### DADOS FORNECIDOS:
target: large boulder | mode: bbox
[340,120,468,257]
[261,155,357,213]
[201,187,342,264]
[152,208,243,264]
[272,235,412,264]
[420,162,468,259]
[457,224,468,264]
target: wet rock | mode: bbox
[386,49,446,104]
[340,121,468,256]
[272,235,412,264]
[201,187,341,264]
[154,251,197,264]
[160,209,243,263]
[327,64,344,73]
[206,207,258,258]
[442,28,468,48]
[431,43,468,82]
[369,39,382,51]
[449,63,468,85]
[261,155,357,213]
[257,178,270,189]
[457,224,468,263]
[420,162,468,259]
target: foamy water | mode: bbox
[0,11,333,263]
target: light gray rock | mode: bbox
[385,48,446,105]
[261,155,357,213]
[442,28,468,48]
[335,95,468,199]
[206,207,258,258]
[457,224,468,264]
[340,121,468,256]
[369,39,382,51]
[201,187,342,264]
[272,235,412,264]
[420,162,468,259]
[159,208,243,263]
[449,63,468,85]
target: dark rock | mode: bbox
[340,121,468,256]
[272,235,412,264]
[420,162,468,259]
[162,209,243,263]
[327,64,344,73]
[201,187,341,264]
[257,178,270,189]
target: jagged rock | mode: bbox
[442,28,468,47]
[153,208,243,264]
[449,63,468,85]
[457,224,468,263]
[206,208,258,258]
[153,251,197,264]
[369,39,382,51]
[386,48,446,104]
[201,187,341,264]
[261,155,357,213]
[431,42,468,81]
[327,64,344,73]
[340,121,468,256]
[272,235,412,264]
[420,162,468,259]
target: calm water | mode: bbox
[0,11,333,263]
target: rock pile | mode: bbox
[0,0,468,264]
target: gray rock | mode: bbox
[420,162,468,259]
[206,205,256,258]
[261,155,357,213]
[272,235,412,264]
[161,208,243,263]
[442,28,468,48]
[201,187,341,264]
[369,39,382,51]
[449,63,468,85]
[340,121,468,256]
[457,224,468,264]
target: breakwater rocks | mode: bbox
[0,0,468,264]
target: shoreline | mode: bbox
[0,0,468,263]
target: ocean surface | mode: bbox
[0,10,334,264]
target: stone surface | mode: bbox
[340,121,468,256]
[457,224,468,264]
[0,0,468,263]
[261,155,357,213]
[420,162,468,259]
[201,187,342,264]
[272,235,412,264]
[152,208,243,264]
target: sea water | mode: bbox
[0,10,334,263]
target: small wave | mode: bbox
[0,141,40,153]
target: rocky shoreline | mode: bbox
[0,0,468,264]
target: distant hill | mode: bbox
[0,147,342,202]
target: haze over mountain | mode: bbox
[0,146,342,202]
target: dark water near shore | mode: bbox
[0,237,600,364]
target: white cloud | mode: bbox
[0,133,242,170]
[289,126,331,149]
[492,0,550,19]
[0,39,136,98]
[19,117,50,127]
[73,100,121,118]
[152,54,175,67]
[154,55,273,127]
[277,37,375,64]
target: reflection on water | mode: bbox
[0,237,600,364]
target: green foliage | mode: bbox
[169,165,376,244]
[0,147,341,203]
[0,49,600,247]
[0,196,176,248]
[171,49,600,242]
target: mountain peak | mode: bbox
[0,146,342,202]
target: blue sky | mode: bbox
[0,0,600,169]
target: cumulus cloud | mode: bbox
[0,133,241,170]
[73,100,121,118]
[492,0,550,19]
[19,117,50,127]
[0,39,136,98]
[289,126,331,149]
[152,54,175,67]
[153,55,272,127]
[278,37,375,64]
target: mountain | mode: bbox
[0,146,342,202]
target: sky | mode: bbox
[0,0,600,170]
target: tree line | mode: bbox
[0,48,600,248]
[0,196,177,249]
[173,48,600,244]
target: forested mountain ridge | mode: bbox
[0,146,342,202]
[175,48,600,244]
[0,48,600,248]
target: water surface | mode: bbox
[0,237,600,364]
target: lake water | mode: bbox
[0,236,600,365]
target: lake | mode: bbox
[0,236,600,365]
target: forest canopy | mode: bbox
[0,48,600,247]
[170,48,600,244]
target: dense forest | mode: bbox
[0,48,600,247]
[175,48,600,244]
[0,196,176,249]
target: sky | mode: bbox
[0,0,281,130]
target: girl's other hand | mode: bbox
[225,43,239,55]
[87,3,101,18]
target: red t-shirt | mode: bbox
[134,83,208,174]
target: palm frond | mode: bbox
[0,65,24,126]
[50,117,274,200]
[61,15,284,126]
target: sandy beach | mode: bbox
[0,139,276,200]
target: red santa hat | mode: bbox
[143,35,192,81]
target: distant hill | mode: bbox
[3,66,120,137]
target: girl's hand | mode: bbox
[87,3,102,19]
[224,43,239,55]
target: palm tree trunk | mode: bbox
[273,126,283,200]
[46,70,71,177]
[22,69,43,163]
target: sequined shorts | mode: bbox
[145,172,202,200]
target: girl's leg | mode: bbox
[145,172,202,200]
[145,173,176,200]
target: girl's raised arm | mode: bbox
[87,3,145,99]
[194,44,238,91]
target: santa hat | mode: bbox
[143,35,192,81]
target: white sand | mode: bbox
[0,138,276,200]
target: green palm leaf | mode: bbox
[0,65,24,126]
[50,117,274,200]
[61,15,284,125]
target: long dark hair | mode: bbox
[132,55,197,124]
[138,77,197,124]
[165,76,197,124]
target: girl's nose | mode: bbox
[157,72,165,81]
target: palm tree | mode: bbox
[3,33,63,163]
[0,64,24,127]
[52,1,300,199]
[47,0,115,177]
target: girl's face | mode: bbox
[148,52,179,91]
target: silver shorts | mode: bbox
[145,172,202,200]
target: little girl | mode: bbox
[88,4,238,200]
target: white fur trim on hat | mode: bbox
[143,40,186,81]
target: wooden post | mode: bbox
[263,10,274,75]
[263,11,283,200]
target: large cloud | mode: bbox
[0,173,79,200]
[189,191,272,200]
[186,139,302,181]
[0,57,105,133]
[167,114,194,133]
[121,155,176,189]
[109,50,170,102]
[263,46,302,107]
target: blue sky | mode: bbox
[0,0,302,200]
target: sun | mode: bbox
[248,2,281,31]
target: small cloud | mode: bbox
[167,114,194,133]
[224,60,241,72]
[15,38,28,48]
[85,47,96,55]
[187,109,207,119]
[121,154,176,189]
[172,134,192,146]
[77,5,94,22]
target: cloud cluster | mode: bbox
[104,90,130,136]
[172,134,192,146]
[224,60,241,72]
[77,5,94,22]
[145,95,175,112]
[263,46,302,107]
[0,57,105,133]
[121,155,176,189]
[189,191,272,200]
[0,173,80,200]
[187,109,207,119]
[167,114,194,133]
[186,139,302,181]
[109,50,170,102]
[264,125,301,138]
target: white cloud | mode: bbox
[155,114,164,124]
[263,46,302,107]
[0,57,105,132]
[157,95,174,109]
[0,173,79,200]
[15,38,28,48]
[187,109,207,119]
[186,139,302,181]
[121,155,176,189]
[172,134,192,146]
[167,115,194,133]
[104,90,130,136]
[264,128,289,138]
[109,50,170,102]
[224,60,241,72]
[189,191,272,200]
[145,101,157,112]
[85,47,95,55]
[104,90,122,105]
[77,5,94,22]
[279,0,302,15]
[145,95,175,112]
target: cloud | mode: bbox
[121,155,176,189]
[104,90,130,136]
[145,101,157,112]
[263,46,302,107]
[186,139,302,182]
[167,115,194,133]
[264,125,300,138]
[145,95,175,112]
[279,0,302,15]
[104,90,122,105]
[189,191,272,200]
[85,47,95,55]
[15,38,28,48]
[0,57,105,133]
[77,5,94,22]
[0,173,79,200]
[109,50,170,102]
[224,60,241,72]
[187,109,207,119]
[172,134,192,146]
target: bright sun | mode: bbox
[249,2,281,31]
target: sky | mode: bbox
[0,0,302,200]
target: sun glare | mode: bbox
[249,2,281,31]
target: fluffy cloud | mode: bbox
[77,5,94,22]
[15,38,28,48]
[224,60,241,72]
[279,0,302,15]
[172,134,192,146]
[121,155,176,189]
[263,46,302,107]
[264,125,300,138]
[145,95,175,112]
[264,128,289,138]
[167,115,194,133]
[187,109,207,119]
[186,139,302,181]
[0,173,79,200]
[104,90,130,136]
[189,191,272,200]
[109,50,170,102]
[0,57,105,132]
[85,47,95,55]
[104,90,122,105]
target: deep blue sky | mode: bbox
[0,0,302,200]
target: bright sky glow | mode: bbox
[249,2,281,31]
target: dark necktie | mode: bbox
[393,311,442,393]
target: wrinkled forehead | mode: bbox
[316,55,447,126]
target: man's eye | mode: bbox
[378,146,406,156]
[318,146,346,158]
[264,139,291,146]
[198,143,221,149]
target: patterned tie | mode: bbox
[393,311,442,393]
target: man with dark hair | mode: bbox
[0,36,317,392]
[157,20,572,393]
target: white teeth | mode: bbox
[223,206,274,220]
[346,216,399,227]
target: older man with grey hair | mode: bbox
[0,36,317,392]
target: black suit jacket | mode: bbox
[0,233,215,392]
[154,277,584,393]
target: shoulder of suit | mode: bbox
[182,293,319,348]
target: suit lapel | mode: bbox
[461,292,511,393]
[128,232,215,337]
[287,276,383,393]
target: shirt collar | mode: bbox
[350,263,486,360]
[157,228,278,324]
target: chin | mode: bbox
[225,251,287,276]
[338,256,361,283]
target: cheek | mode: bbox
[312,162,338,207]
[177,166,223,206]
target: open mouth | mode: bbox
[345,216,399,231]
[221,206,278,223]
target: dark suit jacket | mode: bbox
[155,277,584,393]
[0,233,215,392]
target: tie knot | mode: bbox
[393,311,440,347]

### INSTRUÇÃO ESCRITA:
Atualize os registros entre a linha que contém "target: red t-shirt | mode: bbox" e a que contém "[224,43,239,55]", inclusive, trocando "sandy beach" por "sandy shore" e deixando todo o resto como está. Apresente apenas essas linhas.

### RESULTADO DO EXERCÍCIO:
target: red t-shirt | mode: bbox
[134,83,208,174]
target: palm frond | mode: bbox
[0,65,24,126]
[50,117,274,200]
[61,15,284,126]
target: sandy shore | mode: bbox
[0,139,276,200]
target: red santa hat | mode: bbox
[143,35,192,81]
target: distant hill | mode: bbox
[3,66,120,137]
target: girl's hand | mode: bbox
[87,3,102,19]
[224,43,239,55]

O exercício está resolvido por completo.